WHAT IS BEING ASKED ▸ Reproduce the stretch from the start of the data through the line that contains "643 446 L 610", substituting "dial" for "clock face" and keeping everything else unchanged.

* start SUPPLIED RECORDS *

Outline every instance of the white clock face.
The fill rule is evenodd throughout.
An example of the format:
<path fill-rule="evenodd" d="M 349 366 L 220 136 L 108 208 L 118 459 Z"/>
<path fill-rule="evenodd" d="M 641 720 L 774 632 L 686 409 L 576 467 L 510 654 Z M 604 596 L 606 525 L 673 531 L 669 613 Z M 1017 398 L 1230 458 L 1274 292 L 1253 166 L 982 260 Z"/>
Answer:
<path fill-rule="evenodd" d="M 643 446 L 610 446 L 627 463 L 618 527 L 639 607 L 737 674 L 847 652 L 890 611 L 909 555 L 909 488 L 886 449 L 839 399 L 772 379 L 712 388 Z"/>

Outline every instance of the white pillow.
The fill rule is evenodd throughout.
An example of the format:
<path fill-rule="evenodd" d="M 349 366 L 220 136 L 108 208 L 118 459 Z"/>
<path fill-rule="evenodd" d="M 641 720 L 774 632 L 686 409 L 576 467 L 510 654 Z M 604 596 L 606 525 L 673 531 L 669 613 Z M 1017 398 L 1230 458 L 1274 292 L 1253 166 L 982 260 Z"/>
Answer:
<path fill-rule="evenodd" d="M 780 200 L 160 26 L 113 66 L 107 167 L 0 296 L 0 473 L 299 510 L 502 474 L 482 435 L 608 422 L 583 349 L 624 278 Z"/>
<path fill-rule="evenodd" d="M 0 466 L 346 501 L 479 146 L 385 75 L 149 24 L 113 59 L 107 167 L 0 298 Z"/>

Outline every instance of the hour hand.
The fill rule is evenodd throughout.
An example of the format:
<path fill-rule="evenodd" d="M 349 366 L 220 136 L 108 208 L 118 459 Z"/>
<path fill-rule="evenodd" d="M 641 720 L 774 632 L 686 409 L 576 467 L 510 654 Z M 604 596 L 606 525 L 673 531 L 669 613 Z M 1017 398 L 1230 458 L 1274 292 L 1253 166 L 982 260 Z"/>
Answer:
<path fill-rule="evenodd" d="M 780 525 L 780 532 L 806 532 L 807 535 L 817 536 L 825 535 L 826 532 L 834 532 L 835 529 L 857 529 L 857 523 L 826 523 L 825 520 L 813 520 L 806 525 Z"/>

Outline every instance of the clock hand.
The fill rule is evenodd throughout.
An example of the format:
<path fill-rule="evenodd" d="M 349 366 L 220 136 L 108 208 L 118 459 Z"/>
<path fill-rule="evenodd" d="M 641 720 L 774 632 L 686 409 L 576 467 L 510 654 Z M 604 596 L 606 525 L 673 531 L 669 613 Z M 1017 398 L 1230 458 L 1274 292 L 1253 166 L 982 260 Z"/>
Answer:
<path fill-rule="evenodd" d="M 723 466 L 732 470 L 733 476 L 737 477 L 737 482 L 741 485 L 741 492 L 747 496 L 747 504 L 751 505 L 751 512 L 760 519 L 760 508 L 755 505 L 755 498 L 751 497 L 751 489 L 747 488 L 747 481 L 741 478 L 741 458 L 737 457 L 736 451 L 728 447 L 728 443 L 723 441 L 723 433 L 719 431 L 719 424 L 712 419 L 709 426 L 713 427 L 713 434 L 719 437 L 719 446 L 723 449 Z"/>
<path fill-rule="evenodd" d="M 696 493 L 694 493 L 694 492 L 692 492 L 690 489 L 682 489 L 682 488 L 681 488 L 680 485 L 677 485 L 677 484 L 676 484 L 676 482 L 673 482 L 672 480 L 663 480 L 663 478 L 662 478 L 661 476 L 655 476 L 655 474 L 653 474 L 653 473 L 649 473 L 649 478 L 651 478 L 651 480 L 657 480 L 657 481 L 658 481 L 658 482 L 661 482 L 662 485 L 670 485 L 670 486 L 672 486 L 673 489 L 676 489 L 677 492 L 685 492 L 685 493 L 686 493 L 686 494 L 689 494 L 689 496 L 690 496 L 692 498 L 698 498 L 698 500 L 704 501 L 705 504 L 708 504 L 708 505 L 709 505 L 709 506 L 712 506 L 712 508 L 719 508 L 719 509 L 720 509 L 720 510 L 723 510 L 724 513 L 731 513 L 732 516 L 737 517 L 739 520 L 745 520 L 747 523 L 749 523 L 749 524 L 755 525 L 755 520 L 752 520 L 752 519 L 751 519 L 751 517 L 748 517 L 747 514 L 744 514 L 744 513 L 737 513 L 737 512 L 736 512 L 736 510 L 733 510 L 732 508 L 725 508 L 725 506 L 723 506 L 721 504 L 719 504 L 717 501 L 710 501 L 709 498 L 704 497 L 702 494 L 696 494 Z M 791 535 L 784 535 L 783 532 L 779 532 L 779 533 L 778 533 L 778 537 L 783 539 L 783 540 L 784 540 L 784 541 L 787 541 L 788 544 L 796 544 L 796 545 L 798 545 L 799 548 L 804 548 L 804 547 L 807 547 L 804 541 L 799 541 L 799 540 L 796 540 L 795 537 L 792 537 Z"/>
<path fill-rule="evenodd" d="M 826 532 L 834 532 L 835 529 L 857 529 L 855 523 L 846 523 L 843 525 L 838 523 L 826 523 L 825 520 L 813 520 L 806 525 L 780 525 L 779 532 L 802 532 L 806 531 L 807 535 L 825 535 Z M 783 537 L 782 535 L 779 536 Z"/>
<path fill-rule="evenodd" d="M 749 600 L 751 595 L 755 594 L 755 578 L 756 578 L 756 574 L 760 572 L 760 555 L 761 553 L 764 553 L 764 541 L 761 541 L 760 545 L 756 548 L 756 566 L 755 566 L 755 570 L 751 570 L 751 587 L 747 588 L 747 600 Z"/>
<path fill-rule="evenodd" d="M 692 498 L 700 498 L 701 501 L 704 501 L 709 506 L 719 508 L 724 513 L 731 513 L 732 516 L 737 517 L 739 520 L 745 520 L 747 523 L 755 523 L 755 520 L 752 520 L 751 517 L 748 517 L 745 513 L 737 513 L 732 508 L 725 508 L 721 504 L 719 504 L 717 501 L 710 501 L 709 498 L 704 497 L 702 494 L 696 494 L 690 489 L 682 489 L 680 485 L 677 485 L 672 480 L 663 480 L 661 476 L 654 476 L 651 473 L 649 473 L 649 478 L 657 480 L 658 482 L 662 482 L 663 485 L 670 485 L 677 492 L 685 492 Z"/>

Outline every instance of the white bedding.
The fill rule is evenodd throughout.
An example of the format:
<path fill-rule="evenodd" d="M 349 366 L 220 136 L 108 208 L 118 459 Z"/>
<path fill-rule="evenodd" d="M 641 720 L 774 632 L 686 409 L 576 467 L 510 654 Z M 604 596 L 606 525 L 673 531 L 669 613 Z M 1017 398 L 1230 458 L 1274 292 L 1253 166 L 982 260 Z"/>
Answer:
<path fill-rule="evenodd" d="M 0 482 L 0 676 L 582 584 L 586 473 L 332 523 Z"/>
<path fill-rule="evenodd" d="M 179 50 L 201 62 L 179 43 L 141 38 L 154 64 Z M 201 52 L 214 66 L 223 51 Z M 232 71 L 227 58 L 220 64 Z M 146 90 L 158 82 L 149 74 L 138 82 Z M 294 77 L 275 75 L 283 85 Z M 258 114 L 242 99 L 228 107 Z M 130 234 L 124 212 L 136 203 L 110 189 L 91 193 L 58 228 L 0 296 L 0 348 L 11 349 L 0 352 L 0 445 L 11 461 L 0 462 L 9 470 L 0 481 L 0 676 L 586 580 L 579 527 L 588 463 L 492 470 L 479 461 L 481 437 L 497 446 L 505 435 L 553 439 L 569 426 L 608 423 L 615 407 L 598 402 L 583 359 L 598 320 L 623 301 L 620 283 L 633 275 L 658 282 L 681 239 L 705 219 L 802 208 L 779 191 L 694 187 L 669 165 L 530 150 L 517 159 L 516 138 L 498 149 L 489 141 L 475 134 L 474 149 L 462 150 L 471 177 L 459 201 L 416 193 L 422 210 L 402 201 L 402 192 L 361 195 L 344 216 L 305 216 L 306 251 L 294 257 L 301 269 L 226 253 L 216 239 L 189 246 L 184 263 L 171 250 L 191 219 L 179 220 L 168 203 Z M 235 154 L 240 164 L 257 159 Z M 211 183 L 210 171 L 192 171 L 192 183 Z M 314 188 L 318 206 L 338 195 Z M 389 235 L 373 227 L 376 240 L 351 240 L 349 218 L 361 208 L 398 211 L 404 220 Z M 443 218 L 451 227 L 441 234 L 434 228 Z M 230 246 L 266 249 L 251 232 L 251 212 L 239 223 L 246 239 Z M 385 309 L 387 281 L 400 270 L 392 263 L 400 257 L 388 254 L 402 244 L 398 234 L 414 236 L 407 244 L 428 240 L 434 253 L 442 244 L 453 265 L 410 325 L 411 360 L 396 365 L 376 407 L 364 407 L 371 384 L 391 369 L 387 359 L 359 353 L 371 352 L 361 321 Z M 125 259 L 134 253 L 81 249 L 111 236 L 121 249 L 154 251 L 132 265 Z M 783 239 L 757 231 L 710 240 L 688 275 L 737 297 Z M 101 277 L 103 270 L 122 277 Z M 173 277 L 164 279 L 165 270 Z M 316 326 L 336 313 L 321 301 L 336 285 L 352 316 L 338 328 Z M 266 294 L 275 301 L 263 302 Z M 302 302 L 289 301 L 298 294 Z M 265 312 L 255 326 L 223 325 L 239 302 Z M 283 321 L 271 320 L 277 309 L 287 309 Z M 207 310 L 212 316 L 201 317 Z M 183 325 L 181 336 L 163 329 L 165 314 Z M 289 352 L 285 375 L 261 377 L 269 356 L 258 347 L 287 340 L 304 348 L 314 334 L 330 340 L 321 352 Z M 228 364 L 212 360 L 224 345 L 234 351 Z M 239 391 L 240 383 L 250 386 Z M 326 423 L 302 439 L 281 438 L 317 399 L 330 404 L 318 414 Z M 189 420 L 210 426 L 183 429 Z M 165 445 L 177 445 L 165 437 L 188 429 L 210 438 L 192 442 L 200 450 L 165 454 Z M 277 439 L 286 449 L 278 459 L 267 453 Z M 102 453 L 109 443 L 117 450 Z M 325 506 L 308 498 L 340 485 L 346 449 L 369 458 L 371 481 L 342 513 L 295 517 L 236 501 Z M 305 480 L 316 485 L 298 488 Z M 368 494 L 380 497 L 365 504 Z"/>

* end SUPPLIED RECORDS *

WRITTEN RESPONSE ▸
Outline every instance of the white dial.
The fill rule is evenodd throughout.
An example of the format:
<path fill-rule="evenodd" d="M 349 366 L 220 136 L 108 208 L 118 459 Z"/>
<path fill-rule="evenodd" d="M 641 720 L 774 632 L 686 409 L 576 467 L 510 654 Z M 604 596 L 606 525 L 673 531 L 669 613 Z M 1017 398 L 1230 458 L 1274 292 L 1253 166 L 982 260 Z"/>
Answer:
<path fill-rule="evenodd" d="M 643 446 L 610 446 L 627 463 L 618 527 L 639 607 L 737 674 L 847 652 L 890 611 L 909 555 L 909 488 L 886 449 L 839 399 L 772 379 L 712 388 Z"/>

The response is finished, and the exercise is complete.